### EXERCISE DESCRIPTION
Set out every line of the items below as a Markdown table with two columns, Row and Line. Number the rows in order and omit any blank lines.

#####

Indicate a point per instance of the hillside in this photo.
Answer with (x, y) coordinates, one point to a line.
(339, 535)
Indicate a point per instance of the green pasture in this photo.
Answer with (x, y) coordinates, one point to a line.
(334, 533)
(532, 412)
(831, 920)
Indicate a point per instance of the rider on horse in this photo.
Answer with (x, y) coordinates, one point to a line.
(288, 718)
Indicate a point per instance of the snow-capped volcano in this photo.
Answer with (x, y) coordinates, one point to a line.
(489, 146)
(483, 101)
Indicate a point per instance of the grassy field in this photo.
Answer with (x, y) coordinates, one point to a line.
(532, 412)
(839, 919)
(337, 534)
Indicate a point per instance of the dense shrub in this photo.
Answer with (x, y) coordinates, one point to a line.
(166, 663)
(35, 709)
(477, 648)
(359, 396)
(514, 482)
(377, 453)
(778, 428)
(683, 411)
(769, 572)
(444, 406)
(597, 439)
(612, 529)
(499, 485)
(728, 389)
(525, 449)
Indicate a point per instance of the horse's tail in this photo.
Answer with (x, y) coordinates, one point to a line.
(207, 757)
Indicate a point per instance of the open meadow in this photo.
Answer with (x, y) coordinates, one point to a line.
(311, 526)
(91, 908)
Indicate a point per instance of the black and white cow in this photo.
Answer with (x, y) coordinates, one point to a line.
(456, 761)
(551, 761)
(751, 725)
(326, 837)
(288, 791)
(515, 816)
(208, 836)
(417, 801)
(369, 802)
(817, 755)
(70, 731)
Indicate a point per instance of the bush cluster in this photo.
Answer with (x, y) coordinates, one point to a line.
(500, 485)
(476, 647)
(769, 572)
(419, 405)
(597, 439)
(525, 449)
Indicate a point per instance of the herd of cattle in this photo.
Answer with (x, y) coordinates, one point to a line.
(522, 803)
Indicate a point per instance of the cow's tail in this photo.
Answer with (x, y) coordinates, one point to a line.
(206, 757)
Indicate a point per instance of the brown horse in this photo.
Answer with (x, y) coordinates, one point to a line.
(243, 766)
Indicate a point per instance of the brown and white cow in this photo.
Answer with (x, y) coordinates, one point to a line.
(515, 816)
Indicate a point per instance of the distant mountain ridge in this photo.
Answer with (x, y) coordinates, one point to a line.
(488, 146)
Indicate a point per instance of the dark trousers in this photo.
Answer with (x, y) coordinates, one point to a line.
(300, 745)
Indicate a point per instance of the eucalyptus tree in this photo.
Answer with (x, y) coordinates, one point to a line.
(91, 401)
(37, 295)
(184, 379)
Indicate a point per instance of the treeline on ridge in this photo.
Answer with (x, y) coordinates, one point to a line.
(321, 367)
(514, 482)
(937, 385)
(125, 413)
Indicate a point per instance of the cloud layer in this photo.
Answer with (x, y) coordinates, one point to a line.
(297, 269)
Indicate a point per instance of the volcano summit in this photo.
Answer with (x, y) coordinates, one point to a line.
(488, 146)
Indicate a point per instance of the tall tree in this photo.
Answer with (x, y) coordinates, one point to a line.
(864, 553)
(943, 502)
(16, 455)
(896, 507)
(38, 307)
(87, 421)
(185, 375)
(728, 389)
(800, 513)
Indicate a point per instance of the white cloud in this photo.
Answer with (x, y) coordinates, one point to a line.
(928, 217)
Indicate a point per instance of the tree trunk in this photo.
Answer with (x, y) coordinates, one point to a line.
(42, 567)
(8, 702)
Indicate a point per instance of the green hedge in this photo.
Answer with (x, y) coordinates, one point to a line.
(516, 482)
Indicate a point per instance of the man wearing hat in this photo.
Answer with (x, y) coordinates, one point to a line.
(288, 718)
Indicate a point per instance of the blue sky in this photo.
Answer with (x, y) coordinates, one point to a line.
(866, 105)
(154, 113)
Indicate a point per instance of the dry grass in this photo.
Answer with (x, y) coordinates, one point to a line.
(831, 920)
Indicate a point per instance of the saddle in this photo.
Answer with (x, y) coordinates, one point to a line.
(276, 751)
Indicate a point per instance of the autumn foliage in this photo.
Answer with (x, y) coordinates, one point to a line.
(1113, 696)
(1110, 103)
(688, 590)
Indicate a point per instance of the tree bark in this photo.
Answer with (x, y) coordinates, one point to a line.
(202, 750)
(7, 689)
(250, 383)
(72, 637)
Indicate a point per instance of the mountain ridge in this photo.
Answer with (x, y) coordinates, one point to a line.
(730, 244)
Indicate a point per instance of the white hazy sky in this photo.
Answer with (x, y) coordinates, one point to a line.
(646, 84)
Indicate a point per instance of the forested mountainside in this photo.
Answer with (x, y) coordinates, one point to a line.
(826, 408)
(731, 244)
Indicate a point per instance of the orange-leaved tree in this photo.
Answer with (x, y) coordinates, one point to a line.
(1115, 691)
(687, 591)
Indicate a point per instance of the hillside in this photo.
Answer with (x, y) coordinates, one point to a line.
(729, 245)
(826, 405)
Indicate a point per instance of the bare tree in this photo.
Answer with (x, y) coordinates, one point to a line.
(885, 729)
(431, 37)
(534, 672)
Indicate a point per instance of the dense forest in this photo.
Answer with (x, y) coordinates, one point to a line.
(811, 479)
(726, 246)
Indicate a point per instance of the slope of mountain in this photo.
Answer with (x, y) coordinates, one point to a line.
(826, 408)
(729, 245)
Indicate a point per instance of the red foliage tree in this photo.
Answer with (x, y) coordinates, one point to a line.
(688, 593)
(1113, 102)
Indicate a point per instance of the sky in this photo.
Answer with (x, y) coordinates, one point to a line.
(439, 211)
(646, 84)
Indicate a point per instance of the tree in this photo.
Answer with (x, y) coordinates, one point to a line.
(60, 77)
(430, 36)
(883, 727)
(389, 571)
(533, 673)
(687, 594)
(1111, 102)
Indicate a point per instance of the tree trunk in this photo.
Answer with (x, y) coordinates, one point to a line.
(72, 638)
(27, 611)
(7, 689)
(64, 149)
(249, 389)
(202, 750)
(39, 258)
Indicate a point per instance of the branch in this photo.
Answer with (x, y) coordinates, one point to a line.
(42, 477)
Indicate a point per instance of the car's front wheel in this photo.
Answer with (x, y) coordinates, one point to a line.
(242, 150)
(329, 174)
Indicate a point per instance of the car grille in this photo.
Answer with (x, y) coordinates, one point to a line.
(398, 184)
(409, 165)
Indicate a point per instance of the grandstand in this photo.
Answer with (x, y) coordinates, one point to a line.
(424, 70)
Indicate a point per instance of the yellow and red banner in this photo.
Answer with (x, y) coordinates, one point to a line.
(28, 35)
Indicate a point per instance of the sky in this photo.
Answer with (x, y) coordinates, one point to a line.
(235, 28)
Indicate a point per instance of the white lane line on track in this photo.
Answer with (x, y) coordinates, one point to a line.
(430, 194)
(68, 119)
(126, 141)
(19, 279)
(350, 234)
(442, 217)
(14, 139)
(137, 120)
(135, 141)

#####

### SOLVED PROBLEM
| Row | Line |
|---|---|
| 1 | Indicate a point per instance of the hillside in this photo. |
| 2 | Answer with (x, y) coordinates, one point to a line. |
| 3 | (339, 535) |
| 4 | Indicate a point per instance of the green pasture in this photo. |
| 5 | Answer with (x, y) coordinates, one point to a line. |
| 6 | (334, 533) |
| 7 | (532, 412) |
| 8 | (831, 920) |
| 9 | Indicate a point per instance of the rider on horse in this photo. |
| 10 | Answer with (x, y) coordinates, one point to a line. |
| 11 | (288, 718) |
| 12 | Indicate a point per instance of the snow-capped volcano in this photo. |
| 13 | Answer with (x, y) coordinates, one point to a line. |
| 14 | (489, 146) |
| 15 | (483, 101) |
| 16 | Indicate a point per instance of the grassy field in this photo. |
| 17 | Answer with (x, y) coordinates, one point to a line. |
| 18 | (532, 412) |
| 19 | (839, 919) |
| 20 | (337, 534) |
| 21 | Indicate a point per instance of the dense shrub in this photo. |
| 22 | Answer with (x, y) coordinates, one point to a line. |
| 23 | (166, 663) |
| 24 | (35, 709) |
| 25 | (477, 648) |
| 26 | (359, 396) |
| 27 | (514, 482) |
| 28 | (377, 453) |
| 29 | (778, 428) |
| 30 | (683, 411) |
| 31 | (769, 572) |
| 32 | (444, 406) |
| 33 | (597, 439) |
| 34 | (612, 529) |
| 35 | (499, 485) |
| 36 | (728, 389) |
| 37 | (525, 449) |
| 38 | Indicate a point per instance of the horse's tail in this photo. |
| 39 | Answer with (x, y) coordinates, one point to a line. |
| 40 | (207, 757) |
| 41 | Indicate a point per instance of the open meadow in this photo. |
| 42 | Answer with (x, y) coordinates, one point to a line. |
| 43 | (311, 526) |
| 44 | (91, 908) |
| 45 | Indicate a point per instance of the black and white cow in this photo. |
| 46 | Answer with (x, y) coordinates, one point to a line. |
| 47 | (456, 761) |
| 48 | (551, 761) |
| 49 | (751, 725) |
| 50 | (326, 837) |
| 51 | (288, 791) |
| 52 | (515, 816) |
| 53 | (208, 836) |
| 54 | (417, 801) |
| 55 | (369, 802) |
| 56 | (817, 755) |
| 57 | (70, 731) |
| 58 | Indicate a point per instance of the bush cluster in this photo. |
| 59 | Answer with (x, y) coordinates, one point to a line. |
| 60 | (500, 485) |
| 61 | (476, 647) |
| 62 | (769, 572) |
| 63 | (419, 405) |
| 64 | (597, 439) |
| 65 | (525, 449) |
| 66 | Indicate a point per instance of the herd of cattle in this photo. |
| 67 | Answer with (x, y) coordinates, one point to a line. |
| 68 | (522, 803) |
| 69 | Indicate a point per instance of the cow's tail in this photo. |
| 70 | Answer with (x, y) coordinates, one point to a line. |
| 71 | (206, 757) |
| 72 | Indicate a point per instance of the brown horse in this photo. |
| 73 | Answer with (x, y) coordinates, one point to a line. |
| 74 | (243, 766) |
| 75 | Indicate a point per instance of the brown and white cow in this photo. |
| 76 | Answer with (x, y) coordinates, one point to a line. |
| 77 | (515, 816) |
| 78 | Indicate a point per instance of the distant mountain ridge in this photo. |
| 79 | Answer with (x, y) coordinates, one point to a line. |
| 80 | (488, 146) |
| 81 | Indicate a point per instance of the dark trousers in this photo. |
| 82 | Answer with (x, y) coordinates, one point to a line. |
| 83 | (300, 745) |
| 84 | Indicate a point per instance of the eucalyptus tree in this photo. |
| 85 | Answer with (x, y) coordinates, one point to a line. |
| 86 | (91, 401) |
| 87 | (37, 295) |
| 88 | (184, 379) |
| 89 | Indicate a point per instance of the treeline on ridge in this photo. |
| 90 | Answer with (x, y) coordinates, one point to a line. |
| 91 | (321, 367) |
| 92 | (514, 482) |
| 93 | (937, 385) |
| 94 | (125, 413) |
| 95 | Indicate a point per instance of the cloud layer in this photo. |
| 96 | Answer with (x, y) coordinates, one point to a line. |
| 97 | (297, 269) |
| 98 | Indicate a point per instance of the volcano summit in this photo. |
| 99 | Answer with (x, y) coordinates, one point to a line. |
| 100 | (488, 146) |
| 101 | Indicate a point per instance of the tall tree in this photo. |
| 102 | Answer with (x, y) coordinates, one point to a line. |
| 103 | (864, 553) |
| 104 | (943, 502) |
| 105 | (16, 455) |
| 106 | (896, 507) |
| 107 | (38, 307) |
| 108 | (87, 421) |
| 109 | (185, 375) |
| 110 | (728, 389) |
| 111 | (800, 513) |
| 112 | Indicate a point per instance of the white cloud in this photo. |
| 113 | Answer with (x, y) coordinates, one point to a line. |
| 114 | (928, 217) |
| 115 | Indicate a point per instance of the tree trunk in this photo. |
| 116 | Answer with (x, y) coordinates, one point to a line. |
| 117 | (42, 567) |
| 118 | (8, 702) |
| 119 | Indicate a point per instance of the green hedge in this photo. |
| 120 | Answer with (x, y) coordinates, one point to a line. |
| 121 | (516, 482) |
| 122 | Indicate a point per instance of the man wearing hat in this photo. |
| 123 | Answer with (x, y) coordinates, one point to a line. |
| 124 | (288, 718) |
| 125 | Indicate a point per instance of the blue sky in this photo. |
| 126 | Answer with (x, y) coordinates, one point to a line. |
| 127 | (866, 105) |
| 128 | (154, 113) |
| 129 | Indicate a point per instance of the dry grass in this photo. |
| 130 | Answer with (x, y) coordinates, one point to a line. |
| 131 | (831, 920) |
| 132 | Indicate a point per instance of the saddle in this photo. |
| 133 | Answer with (x, y) coordinates, one point to a line. |
| 134 | (276, 751) |
| 135 | Indicate a point per instance of the autumn foliage in this photo. |
| 136 | Answer with (x, y) coordinates, one point to a line. |
| 137 | (1113, 696) |
| 138 | (1110, 103) |
| 139 | (688, 590) |
| 140 | Indicate a point per instance of the tree bark in this photo. |
| 141 | Answer with (x, y) coordinates, one point to a line. |
| 142 | (202, 750) |
| 143 | (7, 689) |
| 144 | (250, 383) |
| 145 | (72, 637) |
| 146 | Indicate a point per instance of the mountain ridge in this photo. |
| 147 | Answer with (x, y) coordinates, one point to a line. |
| 148 | (730, 244) |
| 149 | Indicate a point per instance of the white hazy sky in this photo. |
| 150 | Answer with (x, y) coordinates, one point to a line. |
| 151 | (646, 84) |
| 152 | Indicate a point per instance of the forested mountainside in this photo. |
| 153 | Answer with (x, y) coordinates, one point to a line. |
| 154 | (826, 408) |
| 155 | (731, 244) |
| 156 | Indicate a point per instance of the orange-leaved tree in this photo. |
| 157 | Answer with (x, y) coordinates, one point to a line. |
| 158 | (1115, 691) |
| 159 | (687, 591) |
| 160 | Indicate a point per instance of the hillside in this photo. |
| 161 | Answer with (x, y) coordinates, one point to a line. |
| 162 | (729, 245) |
| 163 | (826, 405) |
| 164 | Indicate a point per instance of the bare tree in this photo. |
| 165 | Answer with (x, y) coordinates, one point to a line. |
| 166 | (885, 729) |
| 167 | (431, 37) |
| 168 | (534, 672) |
| 169 | Indicate a point per instance of the dense forest in this photo. |
| 170 | Answer with (x, y) coordinates, one point to a line. |
| 171 | (811, 479) |
| 172 | (726, 246) |
| 173 | Indicate a point per instance of the slope of mountain in this photo. |
| 174 | Answer with (x, y) coordinates, one point to a line. |
| 175 | (826, 408) |
| 176 | (729, 245) |
| 177 | Indicate a point per instance of the red foliage tree in this photo. |
| 178 | Answer with (x, y) coordinates, one point to a line. |
| 179 | (688, 593) |
| 180 | (1113, 102) |
| 181 | Indicate a point per instance of the sky in this photo. |
| 182 | Answer with (x, y) coordinates, one point to a line. |
| 183 | (439, 211) |
| 184 | (646, 84) |
| 185 | Indicate a point per instance of the tree in this photo. |
| 186 | Answer with (x, y) coordinates, one point to a line. |
| 187 | (60, 77) |
| 188 | (430, 36) |
| 189 | (883, 727) |
| 190 | (389, 571) |
| 191 | (533, 673) |
| 192 | (687, 594) |
| 193 | (1111, 102) |
| 194 | Indicate a point per instance of the tree trunk in this photo. |
| 195 | Answer with (x, y) coordinates, one point to a line. |
| 196 | (72, 638) |
| 197 | (27, 611) |
| 198 | (7, 689) |
| 199 | (64, 149) |
| 200 | (249, 389) |
| 201 | (202, 750) |
| 202 | (39, 258) |
| 203 | Indicate a point per instance of the branch in this photo. |
| 204 | Answer with (x, y) coordinates, one point to a line. |
| 205 | (42, 477) |
| 206 | Indicate a point per instance of the car's front wheel in this photo. |
| 207 | Answer with (x, y) coordinates, one point to a line. |
| 208 | (242, 150) |
| 209 | (329, 174) |
| 210 | Indicate a point per instance of the car grille in this photo. |
| 211 | Answer with (x, y) coordinates, one point to a line. |
| 212 | (398, 184) |
| 213 | (409, 165) |
| 214 | Indicate a point per instance of the grandstand in this photo. |
| 215 | Answer with (x, y) coordinates, one point to a line. |
| 216 | (424, 70) |
| 217 | Indicate a point per instance of the yellow and red banner in this photo. |
| 218 | Answer with (x, y) coordinates, one point to a line. |
| 219 | (28, 35) |
| 220 | Indicate a point per instance of the sky in this photo. |
| 221 | Answer with (x, y) coordinates, one point to a line. |
| 222 | (235, 28) |
| 223 | Indicate a point per instance of the white lane line on track in this photo. |
| 224 | Answer with (x, y) coordinates, one point to a line. |
| 225 | (430, 194) |
| 226 | (68, 119) |
| 227 | (126, 141) |
| 228 | (19, 279) |
| 229 | (350, 234) |
| 230 | (442, 217) |
| 231 | (14, 139) |
| 232 | (137, 120) |
| 233 | (135, 141) |